As anyone with liquidity will tell you, the options of where to invest money is not as simple as it once was. Following the collapse of some of the Wall St giants a few years ago, things seemed to go from bad to worse. The enduring uncertainty of the Euro zone and the sovereign debt crisis continues to have many people wondering what the EU will look like in a few years and be even more perplexed in working out who will still be using the Euro as currency.

This of course hasn’t meant bad news for everyone, in spite of the knock on effects. The acronym of BRIC’s has been expanding its club of successful emerging markets, the most recent member being South Africa. According to the Economist, 7 out of the 10 fastest growing economies are on the African continent and, according to recent data, they will be rivalling Asia in terms of growth very soon.

▶ **Data to examine**
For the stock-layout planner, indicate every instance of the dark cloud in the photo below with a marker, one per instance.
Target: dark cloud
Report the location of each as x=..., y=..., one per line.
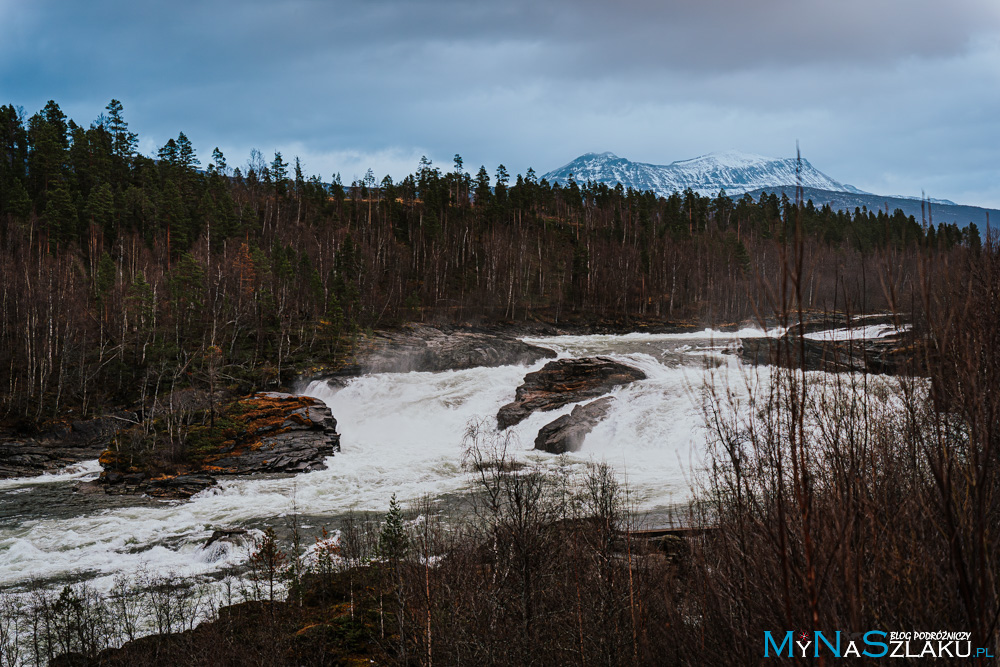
x=880, y=92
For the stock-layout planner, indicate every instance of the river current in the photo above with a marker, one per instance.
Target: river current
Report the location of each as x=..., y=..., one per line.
x=403, y=434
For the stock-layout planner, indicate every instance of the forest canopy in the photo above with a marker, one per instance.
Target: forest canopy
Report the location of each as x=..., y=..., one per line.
x=126, y=275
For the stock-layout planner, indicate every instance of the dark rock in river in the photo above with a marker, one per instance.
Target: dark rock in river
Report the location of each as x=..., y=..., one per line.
x=80, y=441
x=566, y=433
x=889, y=355
x=266, y=433
x=418, y=347
x=565, y=381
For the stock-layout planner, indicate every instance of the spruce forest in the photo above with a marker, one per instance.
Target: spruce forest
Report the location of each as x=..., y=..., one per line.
x=125, y=276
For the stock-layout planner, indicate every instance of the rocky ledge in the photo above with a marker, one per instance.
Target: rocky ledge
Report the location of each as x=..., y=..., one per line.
x=266, y=433
x=29, y=456
x=565, y=381
x=566, y=433
x=890, y=355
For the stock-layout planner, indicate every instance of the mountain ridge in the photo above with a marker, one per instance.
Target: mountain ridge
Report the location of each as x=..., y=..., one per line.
x=740, y=173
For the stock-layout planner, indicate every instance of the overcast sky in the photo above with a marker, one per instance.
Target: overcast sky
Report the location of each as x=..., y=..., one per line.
x=893, y=96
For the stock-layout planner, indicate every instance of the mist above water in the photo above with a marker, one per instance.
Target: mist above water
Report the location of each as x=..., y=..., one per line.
x=402, y=433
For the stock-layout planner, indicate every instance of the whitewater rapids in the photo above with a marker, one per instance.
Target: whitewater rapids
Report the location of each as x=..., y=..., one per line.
x=402, y=433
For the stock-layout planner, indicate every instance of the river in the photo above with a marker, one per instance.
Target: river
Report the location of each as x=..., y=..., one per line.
x=402, y=433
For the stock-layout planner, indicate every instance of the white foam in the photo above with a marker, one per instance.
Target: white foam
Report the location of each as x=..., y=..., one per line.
x=402, y=434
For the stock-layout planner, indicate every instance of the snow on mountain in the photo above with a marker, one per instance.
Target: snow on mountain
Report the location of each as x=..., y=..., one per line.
x=733, y=171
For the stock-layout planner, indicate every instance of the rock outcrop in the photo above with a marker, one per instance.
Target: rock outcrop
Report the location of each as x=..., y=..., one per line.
x=565, y=381
x=265, y=433
x=888, y=355
x=566, y=433
x=22, y=456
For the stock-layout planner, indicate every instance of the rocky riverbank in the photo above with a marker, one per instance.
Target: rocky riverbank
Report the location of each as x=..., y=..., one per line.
x=266, y=433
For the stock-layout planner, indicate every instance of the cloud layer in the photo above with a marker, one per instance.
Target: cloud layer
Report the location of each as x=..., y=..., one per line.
x=894, y=96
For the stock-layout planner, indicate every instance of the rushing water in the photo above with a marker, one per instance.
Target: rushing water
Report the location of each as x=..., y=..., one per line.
x=402, y=433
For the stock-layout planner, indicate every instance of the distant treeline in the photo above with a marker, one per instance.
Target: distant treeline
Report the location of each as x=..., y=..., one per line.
x=126, y=275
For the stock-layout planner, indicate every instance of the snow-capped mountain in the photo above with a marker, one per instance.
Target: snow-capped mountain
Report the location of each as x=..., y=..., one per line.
x=733, y=171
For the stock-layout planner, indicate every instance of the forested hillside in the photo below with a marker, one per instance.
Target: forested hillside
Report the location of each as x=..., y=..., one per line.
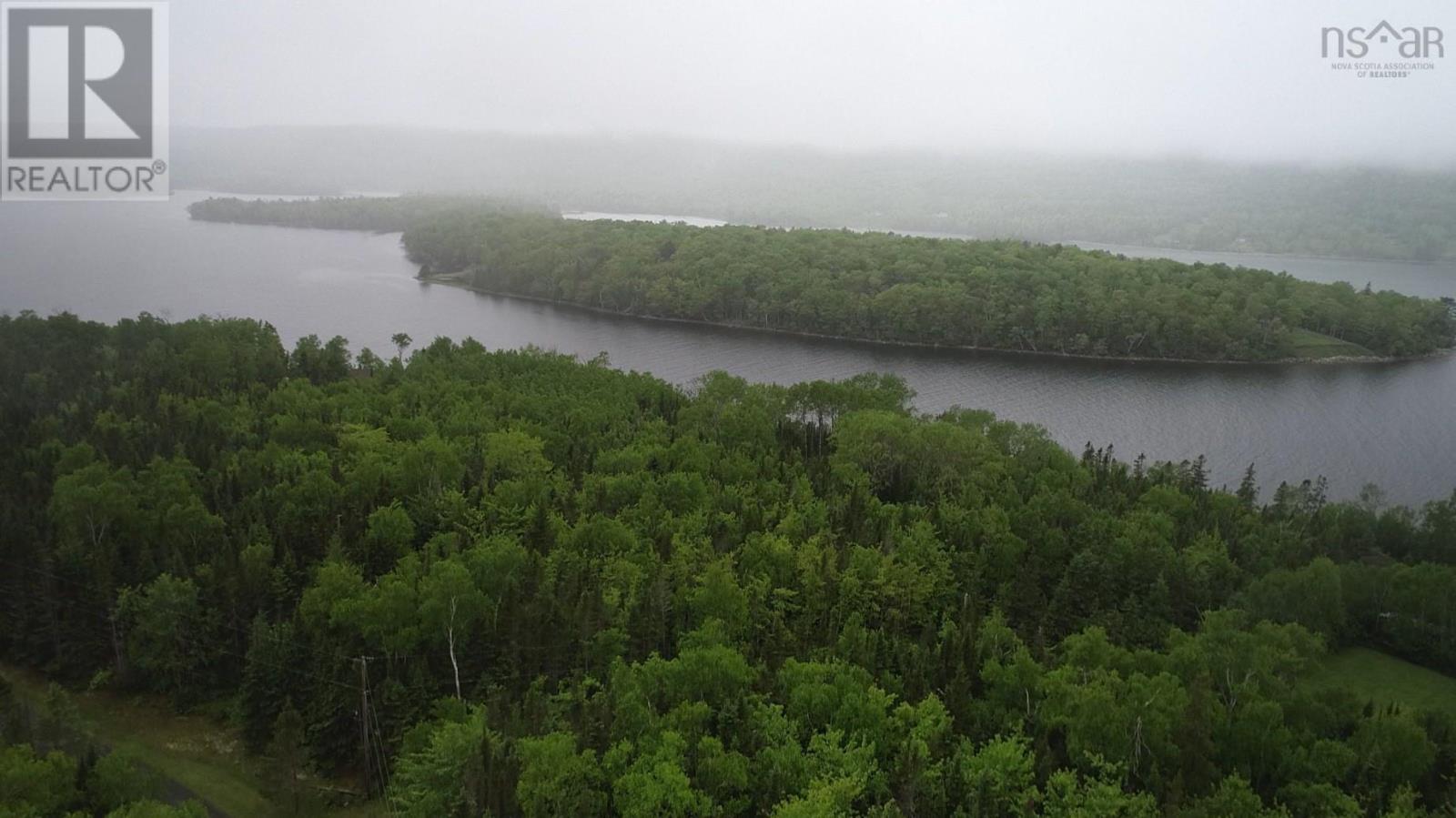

▶ **Exercises**
- A) Render this sentence from the investment text in Spanish: "This of course hasn’t meant bad news for everyone, in spite of the knock on effects."
- B) In the investment text, how many of the 10 fastest growing economies does the Economist place on the African continent?
- C) Resume the text on investing amid economic uncertainty, picking up after its final sentence.
The rows have nothing to do with the investment text.

▶ **Task-by-task outputs**
- A) Esto, por supuesto, no ha significado malas noticias para todos, a pesar de los efectos colaterales.

- B) Seven of the 10.

- C)
South Africa’s expansion since the end of Apartheid in 1994 has brought a steady rise in confidence from the foreign investment market and in part thanks to the stability provided by the ANC which has allowed 14 international banks to establish offices here as of 2010. Such players as Deutsche Bank and HSBC have had a presence here for many years although the domestic market is still dominated by the five major players, Standard Bank, Nedbank, ABSA, First Rand Bank and Investec who are estimated to hold 85% of banking services in the country. Thanks to the shift in social dynamics, many of these institutions are able to offer similar kinds of services that you would expect from the G8 nations, including structured products to suit the increasing appetite for a sophisticated market.

In a recent interview with the Hon. Pravin Gordhan, Minister of Finance for South Africa and a long time supporter of the ANC, he stated that the ANC had done much for the country.

“It was the only organisation that had a very long history of opposing oppression and repression and fighting for democracy and human rights.”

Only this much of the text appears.